- **Goal of the exercise**
Copy all the lines below without altering anything.

Dataset entries:
···
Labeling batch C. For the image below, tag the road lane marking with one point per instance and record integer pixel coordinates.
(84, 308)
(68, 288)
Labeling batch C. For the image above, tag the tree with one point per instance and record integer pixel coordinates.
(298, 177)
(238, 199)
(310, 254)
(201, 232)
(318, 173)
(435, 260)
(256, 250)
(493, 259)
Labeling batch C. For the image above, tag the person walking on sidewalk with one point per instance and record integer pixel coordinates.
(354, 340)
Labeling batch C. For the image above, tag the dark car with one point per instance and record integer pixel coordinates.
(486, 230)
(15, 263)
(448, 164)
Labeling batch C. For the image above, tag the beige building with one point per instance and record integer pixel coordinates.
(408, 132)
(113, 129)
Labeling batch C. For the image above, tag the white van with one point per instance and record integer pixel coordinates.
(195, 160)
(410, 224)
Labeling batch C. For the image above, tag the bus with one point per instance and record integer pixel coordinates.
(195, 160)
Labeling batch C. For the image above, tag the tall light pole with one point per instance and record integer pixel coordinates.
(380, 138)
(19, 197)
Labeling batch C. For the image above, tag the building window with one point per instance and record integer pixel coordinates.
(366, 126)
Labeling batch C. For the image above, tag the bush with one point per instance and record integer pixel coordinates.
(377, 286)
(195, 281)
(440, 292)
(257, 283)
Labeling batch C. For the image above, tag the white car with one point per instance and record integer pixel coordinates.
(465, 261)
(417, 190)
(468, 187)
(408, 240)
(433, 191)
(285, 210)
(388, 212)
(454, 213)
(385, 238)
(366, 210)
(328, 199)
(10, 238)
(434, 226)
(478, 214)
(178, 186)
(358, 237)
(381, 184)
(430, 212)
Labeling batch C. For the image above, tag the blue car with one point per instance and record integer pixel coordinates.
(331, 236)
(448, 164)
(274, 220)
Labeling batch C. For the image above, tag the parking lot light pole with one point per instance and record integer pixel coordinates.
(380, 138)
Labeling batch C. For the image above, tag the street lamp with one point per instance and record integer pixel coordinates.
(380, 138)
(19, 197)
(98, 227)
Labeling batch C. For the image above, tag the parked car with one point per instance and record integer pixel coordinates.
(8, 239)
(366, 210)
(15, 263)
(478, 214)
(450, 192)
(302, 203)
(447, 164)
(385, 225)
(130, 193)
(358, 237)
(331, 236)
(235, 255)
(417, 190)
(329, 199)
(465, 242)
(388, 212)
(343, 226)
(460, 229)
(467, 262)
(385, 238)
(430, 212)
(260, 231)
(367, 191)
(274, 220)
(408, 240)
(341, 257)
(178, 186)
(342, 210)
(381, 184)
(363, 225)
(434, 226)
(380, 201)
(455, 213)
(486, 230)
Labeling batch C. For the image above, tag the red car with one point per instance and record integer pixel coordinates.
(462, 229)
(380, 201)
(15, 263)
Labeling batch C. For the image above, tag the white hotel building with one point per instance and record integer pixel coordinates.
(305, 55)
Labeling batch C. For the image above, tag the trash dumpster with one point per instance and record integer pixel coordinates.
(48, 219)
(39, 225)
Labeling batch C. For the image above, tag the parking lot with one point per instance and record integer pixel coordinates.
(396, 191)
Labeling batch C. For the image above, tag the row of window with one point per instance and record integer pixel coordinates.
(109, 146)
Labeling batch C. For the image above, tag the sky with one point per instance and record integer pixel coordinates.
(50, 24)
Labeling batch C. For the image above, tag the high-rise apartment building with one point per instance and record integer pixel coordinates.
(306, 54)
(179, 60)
···
- **Response to the exercise**
Labeling batch C. For the image below, tag the road lane marking with one point per instance and record integer pixel coordinates.
(84, 308)
(68, 288)
Labeling batch C. For the image above, tag the tree with one point per instance and record integer pixel coordinates.
(298, 177)
(238, 199)
(310, 254)
(201, 232)
(318, 173)
(435, 260)
(256, 250)
(493, 259)
Labeling batch C. For the image above, tag the person walking on sidewalk with one point per instance and record integer pixel coordinates.
(354, 340)
Labeling batch C. For the image above, tag the dark car with one point per instance and record integer pixel coordinates.
(486, 230)
(15, 263)
(448, 164)
Labeling batch C. For the image above, tag the beige building with one point per instance and record integer pixel coordinates.
(408, 132)
(113, 129)
Labeling batch C. For the image above, tag the white van with one point per instance and record integer pixel coordinates.
(195, 160)
(410, 224)
Labeling batch C. For the image above, tag the bus with one point per instance and record integer pixel coordinates.
(195, 160)
Labeling batch C. For the image above, tag the tall light pole with one point per instance and record integer pixel coordinates.
(380, 138)
(19, 197)
Labeling batch C. For the image above, tag the building window with one point per instance and record integer pixel coordinates.
(366, 126)
Labeling batch C. For the image above, tag the bush with one point per instance and record integer pixel coordinates.
(377, 286)
(195, 281)
(440, 292)
(257, 283)
Labeling batch C. For the image above, tag the white car with one point per instance and record integer pixel coordinates.
(465, 261)
(417, 190)
(468, 187)
(408, 240)
(433, 191)
(285, 210)
(388, 212)
(454, 213)
(385, 238)
(366, 210)
(328, 199)
(10, 238)
(434, 226)
(478, 214)
(178, 186)
(358, 237)
(381, 184)
(430, 212)
Labeling batch C. For the image above, tag the blue car with one point per instance and record integer pixel coordinates.
(331, 236)
(448, 164)
(274, 220)
Labeling batch C. For the image above, tag the parking lot light pole with one point per instance and record integer pixel coordinates.
(380, 138)
Labeling batch C. For the image above, tag the street lamp with one point per instance and record integer pixel coordinates.
(380, 138)
(19, 197)
(98, 227)
Labeling batch C. For the image above, tag the parked car with one point per instance and record integer pixel coordinates.
(8, 239)
(366, 210)
(15, 263)
(478, 214)
(450, 192)
(302, 203)
(447, 164)
(385, 225)
(130, 193)
(358, 237)
(331, 236)
(235, 255)
(417, 190)
(329, 199)
(465, 242)
(388, 212)
(343, 226)
(460, 229)
(467, 262)
(385, 238)
(430, 212)
(260, 231)
(367, 191)
(274, 220)
(408, 240)
(341, 257)
(178, 186)
(342, 210)
(381, 184)
(363, 225)
(434, 226)
(380, 201)
(455, 213)
(486, 230)
Labeling batch C. For the image above, tag the red car with one point per instance and record integer pixel coordinates.
(462, 229)
(380, 201)
(15, 263)
Labeling batch C. For the image above, tag the white hotel building with one point per instance and record integer pixel coordinates.
(305, 55)
Labeling batch C. For the image above, tag the trash dumpster with one point per instance and record integer pixel coordinates.
(48, 219)
(39, 225)
Labeling batch C. For the image above, tag the parking lot with one point per instance and record integer pixel coordinates.
(396, 191)
Labeling batch C. For the image above, tag the row of window with one point per instance and record integer pixel coordinates.
(109, 146)
Labeling batch C. For the image above, tag the sky with one point per instance and record integer pixel coordinates.
(50, 24)
Labeling batch C. For the image above, tag the high-rise apartment building with one point per instance and record integer pixel coordinates.
(306, 54)
(179, 60)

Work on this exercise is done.